Rewrite the data from the line with "label: white building" to the line with "(60, 49), (586, 295)", replacing every "Output" with "Result" and leaving everything else unchanged.

§ §

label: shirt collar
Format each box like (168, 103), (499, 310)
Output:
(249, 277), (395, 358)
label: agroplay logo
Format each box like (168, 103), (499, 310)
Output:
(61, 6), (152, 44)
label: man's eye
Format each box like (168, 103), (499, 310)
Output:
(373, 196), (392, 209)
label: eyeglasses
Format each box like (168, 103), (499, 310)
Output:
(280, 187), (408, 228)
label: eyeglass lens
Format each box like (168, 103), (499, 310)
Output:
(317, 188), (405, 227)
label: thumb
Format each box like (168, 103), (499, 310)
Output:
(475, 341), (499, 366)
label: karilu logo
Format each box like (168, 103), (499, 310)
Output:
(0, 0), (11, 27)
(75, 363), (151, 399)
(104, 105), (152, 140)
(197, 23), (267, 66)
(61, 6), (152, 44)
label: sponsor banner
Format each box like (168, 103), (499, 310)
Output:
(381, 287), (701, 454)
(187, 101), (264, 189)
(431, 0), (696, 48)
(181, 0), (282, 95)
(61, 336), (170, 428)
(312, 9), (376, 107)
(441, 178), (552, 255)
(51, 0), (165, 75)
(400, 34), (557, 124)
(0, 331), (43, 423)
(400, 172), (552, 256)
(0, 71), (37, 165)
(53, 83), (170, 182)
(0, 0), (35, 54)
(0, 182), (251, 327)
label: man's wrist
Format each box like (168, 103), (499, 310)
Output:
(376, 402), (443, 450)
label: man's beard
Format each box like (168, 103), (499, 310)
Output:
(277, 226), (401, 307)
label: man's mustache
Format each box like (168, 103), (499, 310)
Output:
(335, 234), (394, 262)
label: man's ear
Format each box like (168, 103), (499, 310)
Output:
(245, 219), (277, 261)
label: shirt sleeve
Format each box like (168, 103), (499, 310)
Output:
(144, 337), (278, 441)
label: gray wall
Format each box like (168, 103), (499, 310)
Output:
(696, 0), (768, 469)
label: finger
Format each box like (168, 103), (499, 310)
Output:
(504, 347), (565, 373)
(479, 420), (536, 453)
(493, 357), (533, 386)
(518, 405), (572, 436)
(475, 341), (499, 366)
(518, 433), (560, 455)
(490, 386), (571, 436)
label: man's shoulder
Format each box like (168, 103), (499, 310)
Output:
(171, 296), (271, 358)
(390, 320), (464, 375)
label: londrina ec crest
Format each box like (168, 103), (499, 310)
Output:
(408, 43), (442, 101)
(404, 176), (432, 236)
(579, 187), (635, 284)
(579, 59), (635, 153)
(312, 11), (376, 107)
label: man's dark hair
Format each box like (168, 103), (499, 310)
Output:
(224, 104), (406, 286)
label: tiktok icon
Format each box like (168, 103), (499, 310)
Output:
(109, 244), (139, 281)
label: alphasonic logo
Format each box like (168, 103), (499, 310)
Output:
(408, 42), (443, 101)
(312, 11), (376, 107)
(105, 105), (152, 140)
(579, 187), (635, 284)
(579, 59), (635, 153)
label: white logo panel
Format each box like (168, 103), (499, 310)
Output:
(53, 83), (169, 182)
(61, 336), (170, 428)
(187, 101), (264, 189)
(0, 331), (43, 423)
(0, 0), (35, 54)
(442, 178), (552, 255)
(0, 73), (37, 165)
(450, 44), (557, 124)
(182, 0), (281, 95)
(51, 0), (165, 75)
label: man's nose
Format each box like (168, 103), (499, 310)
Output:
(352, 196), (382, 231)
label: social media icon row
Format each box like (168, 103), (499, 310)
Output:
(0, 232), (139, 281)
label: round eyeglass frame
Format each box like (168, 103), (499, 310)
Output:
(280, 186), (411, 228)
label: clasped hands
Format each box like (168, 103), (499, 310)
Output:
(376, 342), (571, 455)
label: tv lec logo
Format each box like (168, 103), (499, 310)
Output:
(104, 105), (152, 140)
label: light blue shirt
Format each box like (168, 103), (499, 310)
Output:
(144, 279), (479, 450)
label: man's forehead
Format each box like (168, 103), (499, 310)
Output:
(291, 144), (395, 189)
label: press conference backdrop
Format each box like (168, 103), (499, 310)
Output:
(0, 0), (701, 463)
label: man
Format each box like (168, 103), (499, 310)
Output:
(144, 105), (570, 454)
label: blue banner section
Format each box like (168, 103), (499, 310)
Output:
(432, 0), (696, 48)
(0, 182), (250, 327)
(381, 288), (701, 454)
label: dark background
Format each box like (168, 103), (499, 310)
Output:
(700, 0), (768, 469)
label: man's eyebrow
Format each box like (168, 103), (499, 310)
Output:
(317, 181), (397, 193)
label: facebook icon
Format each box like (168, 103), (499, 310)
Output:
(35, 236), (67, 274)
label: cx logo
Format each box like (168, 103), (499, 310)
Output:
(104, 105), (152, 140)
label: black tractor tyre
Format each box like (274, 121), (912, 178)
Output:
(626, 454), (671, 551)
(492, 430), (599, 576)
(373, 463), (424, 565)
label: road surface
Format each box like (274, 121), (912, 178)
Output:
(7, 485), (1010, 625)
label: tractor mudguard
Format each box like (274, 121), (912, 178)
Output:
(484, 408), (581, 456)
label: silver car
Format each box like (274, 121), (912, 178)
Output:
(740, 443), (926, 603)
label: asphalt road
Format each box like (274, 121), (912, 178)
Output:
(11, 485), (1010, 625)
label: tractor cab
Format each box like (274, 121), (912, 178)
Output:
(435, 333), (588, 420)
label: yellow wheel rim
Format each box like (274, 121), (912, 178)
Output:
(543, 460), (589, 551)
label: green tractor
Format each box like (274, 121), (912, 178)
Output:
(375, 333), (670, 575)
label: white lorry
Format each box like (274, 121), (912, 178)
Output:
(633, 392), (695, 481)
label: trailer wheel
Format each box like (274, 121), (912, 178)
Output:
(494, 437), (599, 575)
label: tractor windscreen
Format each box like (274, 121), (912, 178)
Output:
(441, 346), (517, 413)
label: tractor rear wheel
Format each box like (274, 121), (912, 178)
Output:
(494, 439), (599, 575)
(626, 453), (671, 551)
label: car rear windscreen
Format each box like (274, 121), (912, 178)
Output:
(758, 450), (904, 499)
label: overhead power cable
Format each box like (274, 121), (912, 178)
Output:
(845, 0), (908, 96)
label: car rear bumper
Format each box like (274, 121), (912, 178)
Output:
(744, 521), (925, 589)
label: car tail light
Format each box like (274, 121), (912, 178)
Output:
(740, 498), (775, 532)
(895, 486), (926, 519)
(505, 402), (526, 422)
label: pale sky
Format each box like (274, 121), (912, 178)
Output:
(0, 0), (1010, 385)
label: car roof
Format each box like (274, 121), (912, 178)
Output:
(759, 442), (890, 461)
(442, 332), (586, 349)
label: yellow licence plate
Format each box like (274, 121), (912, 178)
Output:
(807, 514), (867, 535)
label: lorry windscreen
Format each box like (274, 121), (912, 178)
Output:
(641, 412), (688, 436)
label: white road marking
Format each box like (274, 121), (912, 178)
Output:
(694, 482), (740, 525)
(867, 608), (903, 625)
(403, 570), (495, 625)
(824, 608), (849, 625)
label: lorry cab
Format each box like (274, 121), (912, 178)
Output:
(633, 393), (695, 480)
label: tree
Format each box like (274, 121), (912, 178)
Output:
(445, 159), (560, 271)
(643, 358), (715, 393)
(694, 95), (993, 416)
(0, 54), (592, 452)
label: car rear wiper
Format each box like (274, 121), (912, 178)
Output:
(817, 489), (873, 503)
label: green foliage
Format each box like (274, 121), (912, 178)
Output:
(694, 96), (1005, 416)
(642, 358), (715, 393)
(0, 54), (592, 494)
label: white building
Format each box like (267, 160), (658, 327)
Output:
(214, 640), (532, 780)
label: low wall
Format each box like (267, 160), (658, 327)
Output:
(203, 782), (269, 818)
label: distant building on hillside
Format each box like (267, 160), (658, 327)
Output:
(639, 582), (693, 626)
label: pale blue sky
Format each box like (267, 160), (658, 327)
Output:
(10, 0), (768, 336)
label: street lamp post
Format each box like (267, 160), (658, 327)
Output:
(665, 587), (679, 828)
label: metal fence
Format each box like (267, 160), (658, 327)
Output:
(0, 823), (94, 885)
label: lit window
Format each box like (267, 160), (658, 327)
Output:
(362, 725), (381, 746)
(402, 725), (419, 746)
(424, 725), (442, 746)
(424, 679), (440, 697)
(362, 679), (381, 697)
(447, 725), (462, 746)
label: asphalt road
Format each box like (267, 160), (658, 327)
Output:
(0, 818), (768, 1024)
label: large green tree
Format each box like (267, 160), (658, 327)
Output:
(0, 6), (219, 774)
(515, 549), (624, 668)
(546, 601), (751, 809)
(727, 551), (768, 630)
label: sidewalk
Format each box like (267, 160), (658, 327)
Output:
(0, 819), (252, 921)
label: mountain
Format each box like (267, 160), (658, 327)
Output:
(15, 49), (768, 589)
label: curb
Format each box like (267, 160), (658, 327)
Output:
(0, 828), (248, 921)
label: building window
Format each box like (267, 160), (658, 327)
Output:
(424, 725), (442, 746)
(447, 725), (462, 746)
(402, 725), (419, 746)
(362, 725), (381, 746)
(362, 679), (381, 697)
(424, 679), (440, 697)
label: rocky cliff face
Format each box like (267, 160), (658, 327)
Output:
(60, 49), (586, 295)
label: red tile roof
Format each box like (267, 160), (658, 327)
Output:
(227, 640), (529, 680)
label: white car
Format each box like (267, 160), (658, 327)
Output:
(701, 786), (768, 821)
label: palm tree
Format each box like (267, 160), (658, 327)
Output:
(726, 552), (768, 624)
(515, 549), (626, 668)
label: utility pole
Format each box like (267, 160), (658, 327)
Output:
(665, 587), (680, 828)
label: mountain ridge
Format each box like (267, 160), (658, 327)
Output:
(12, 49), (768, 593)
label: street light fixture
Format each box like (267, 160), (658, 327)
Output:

§ §

◆ **FULL RESPONSE**
label: white building
Format each box like (267, 160), (658, 327)
Result:
(214, 640), (532, 780)
label: low wall
Format each box like (267, 160), (658, 327)
Result:
(203, 782), (269, 818)
label: distant building on hillside
Format each box like (267, 160), (658, 327)
Result:
(639, 582), (693, 626)
label: pale blue sky
Format each box like (267, 160), (658, 327)
Result:
(10, 0), (768, 336)
label: street lamp post
Format each box like (267, 160), (658, 327)
Result:
(665, 587), (679, 828)
label: metal fence
Format each box like (267, 160), (658, 327)
Result:
(0, 823), (94, 885)
label: lit window
Format each box like (267, 160), (658, 327)
Result:
(362, 725), (381, 746)
(402, 725), (419, 746)
(424, 725), (442, 746)
(424, 679), (440, 697)
(362, 679), (381, 697)
(447, 725), (462, 746)
label: asphalt road
Format each box like (267, 160), (658, 327)
Result:
(0, 818), (768, 1024)
label: large green tree
Format each box like (267, 160), (658, 327)
Result:
(0, 6), (219, 774)
(515, 549), (624, 668)
(546, 601), (751, 809)
(727, 551), (768, 630)
label: sidewalk
Format each box like (267, 160), (658, 327)
Result:
(0, 819), (252, 921)
label: mountain
Format each box like (267, 160), (658, 327)
Result:
(15, 49), (768, 589)
label: curb
Format each box like (267, 160), (658, 327)
Result:
(0, 828), (248, 921)
label: building window
Format each box like (267, 160), (658, 327)
Result:
(424, 725), (442, 746)
(447, 725), (462, 746)
(402, 725), (419, 746)
(362, 725), (381, 746)
(362, 679), (381, 697)
(424, 679), (440, 697)
label: rocky cliff face
Format each box like (267, 160), (658, 327)
Result:
(60, 49), (586, 295)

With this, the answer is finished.